Privacy is the ability to seclude oneself and their information by expressing to others in a selective manner. The concept of privacy differs from country to country but share a common theme. Most countries protect against the invasion of privacy by Governments, corporations or other individuals.

In India, the right to privacy as a fundamental right has been debated numerous times culminating into a landmark judgement which granted the right to privacy as a right protected by the Constitution as a ‘fundamental right’.

In light of this recent judgement, there stems a ray of hope for those fighting to legalize homosexuality in India by declaring Section 377 of the Indian Penal Code as ‘unconstitutional’. What happens between two individuals of the same sex inside their own private sphere must be protected from invasion by the government and its officials. The right to privacy judgement is one step towards attaining the above goal.

■ Data excerpts:
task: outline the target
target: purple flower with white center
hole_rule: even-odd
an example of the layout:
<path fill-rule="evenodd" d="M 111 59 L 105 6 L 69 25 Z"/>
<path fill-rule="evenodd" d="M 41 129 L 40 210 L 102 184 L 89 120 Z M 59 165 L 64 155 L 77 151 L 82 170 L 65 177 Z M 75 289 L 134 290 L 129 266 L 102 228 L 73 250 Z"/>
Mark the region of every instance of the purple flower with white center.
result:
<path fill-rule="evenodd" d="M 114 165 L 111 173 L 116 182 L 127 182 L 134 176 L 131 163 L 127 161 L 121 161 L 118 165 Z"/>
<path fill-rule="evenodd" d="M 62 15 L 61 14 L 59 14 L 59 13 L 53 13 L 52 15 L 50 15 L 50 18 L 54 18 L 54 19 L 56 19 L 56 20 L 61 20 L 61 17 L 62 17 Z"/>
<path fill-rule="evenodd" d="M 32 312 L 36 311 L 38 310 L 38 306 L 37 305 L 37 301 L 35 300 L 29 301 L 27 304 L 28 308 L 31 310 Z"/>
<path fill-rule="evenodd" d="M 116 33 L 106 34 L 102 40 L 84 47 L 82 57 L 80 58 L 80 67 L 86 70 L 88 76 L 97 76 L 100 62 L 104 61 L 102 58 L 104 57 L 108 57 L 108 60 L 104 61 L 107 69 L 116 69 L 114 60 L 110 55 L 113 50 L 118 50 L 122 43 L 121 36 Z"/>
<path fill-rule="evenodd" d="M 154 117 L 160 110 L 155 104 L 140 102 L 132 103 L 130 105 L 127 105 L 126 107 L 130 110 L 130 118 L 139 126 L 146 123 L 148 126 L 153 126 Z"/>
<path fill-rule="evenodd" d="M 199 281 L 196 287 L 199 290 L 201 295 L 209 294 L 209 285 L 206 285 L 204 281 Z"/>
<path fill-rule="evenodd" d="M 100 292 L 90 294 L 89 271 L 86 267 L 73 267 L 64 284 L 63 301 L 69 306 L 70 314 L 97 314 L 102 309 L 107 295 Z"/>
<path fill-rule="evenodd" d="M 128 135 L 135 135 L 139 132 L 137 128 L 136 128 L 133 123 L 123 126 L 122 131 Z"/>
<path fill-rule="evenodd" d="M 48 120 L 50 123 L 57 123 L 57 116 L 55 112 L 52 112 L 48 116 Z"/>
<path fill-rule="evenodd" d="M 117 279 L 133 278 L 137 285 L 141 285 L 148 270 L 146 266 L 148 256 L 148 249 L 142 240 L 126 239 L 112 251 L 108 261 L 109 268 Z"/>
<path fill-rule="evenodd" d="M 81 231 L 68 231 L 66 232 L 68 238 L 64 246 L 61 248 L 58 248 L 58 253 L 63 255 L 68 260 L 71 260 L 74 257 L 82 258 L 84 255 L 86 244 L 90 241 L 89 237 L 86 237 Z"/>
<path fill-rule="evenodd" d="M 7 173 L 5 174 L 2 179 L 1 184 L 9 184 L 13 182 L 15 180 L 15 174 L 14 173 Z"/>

■ Task list:
A. Can you rewrite the paragraph in the privacy text that begins "In light of this recent judgement" as a short bulleted list that keeps its main facts?
B. Does each statement agree with the privacy text? Answer yes or no for each, quoting the deciding words.
(i) The concept of privacy is the same in every country.
(ii) In India, a judgement made privacy a fundamental right protected by the Constitution.
(iii) The right to privacy judgement is described as the final step toward legalizing homosexuality in India.
C. Can you carry the privacy text forward from where it stops?

■ Task answers:
A.
- The recent judgement gives hope to those seeking to legalize homosexuality in India by having Section 377 of the Indian Penal Code declared unconstitutional.
- What two people of the same sex do in their own private sphere must be protected from invasion by the government and its officials.
- The right to privacy judgement is one step toward that goal.

B.
(i) No: "The concept of privacy differs from country to country but share a common theme."
(ii) Yes: "a landmark judgement which granted the right to privacy as a right protected by the Constitution as a ‘fundamental right’."
(iii) No: "The right to privacy judgement is one step towards attaining the above goal."

C.
The Privacy Judgement – Justice K.S. Puttaswamy v. Union of India

Facts of the case

A three-judge bench of the Supreme Court brought forth the following debate of whether the Aadhar Card scheme of the government violates the right to privacy. Two major prior cases were observed – M.P Sharma v. Satish Chandra and Kharak Singh v. State of Uttar Pradesh. These cases contained that the Indian Constitution does not specifically protect the right to privacy. Further judgements like Gobind v. State of Madhya Pradesh and others which held that right to privacy is enshrined as a fundamental right in the Constitution could not be held as ‘good law’ due to it being decided by smaller benches. Thus, the debate on the ground of not being able to reach a conclusion was sent to a nine-judge Constitutional bench headed by the then Chief Justice of India, Justice J.S. Khehar.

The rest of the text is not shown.